[JOBS]:
[A] From the talk about the Afghan outpost, copy the passage from "Just take out" to "fundamentally the same.".
[B] List the forces that the talk about the Afghan outpost names as having used NATO's Afghan outposts before NATO.

[ARTICLE]:
◆ ◆ ◆ ◆ ◆

And the Afghan National Highway One, which is effectively the nation's big highway, which does a circular route around the country, runs through Maiwand district center and alongside this Marine outpost. And I came across this, because as I said, as a civilian, I don't have any proper war stories, but as a civilian, it was one of the few days where we were led out into the wild in Afghanistan. Now admittedly, we're very heavily protected bodyguards, like armored guys all over the place.
But I really wanted to go to Maiwand because I wanted to visit the battlefield of the battle of Maiwand, which occurred during the second Anglo-Afghan war not too far from there. They wouldn't let me do that because the truth of the matter was that they had no confidence in their ability to secure a soft-bodied person like me outside of the urban center or outside of an armored vehicle. Anyway, that's tangential to the story.
There's this outpost, it's located on an outcropping right next to the highway, maybe let's call it a hundred meters in height, probably not quite that high. And to look at it from a distance, it didn't look like much except it stuck out, because it was otherwise in a flat plane with the mountains behind. And you could see there was pile of Hesco bastion and looking ramshackle and then a big antenna sticking out of the top of it with Stars and Stripes and what looked like a "don't tread on me" banner or something like that, flying from it.
And there was probably maybe a squad or a platoon of Marines up there. I was intrigued by that and looked at it through the binos of the officer who was with me, and you could see even at a distance that it was built on the foundations of something else. So, I looked into it. It turns out that this is an Alexandrian fortress.
It was a fortress built by Alexander the Great when his army marched through Afghanistan on its way to India. Highway one, which is essentially a branch of the old Silk Road, ran right there, and he had located a detachment, let's call it a platoon, of his Greek army, and hey, I do like the Marines, but do the Marines have much to brag about against the army of Alexander the Great? I mean these guys marched for 4,000 miles to get there. These were pretty hardcore guys.
What were they doing? They were stuck up on the top of that outcrop doing exactly what those US Marines were doing 2,500 years later, which was observing what went along that highway, flying the flag up their high and I think the antenna, they were probably repeating, radio transmissions, from along that route. I liked how circular it was. I liked how in essence what has changed there?
Those were probably 25-year-old... Who knows? They were young soldiers. They probably didn't like being stuck up on that rock. They might've thought, gee, we should be down in India with Alexander right now, kicking ass, taking names, but here we are stuck up on this rock, but this is a vital military function. If you don't have security on your supply route, well, you're toast.
When you look into it, many of the outposts which NATO utilized in Afghanistan were outposts that the Soviets had used, before that the British had used, before that the Mongols had used, so far and so forth. There's a certain logic to where these things go and it's apparent... This isn't peculiar to Afghanistan. This is apparent in any place in the world where you look at how armies have attempted to conduct pacification campaigns, which is a lesson you can apply to the US landscape.
Just take out a map of the continental United States and circle with a marker every town that starts with the word fort and ask yourself why is that there? How did it get there? What was it for? The logic strategically and operationally is not dissimilar. Actually, it's fundamentally the same.

◆ ◆ ◆ ◆ ◆

[SUPPLIED RECORDS]:
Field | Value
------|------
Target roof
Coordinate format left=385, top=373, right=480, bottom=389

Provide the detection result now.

◆ ◆ ◆ ◆ ◆

[SOLUTIONS TO THE EXERCISE]:
[A]
Just take out a map of the continental United States and circle with a marker every town that starts with the word fort and ask yourself why is that there? How did it get there? What was it for? The logic strategically and operationally is not dissimilar. Actually, it's fundamentally the same.

[B]
- The Soviets
- The British
- The Mongols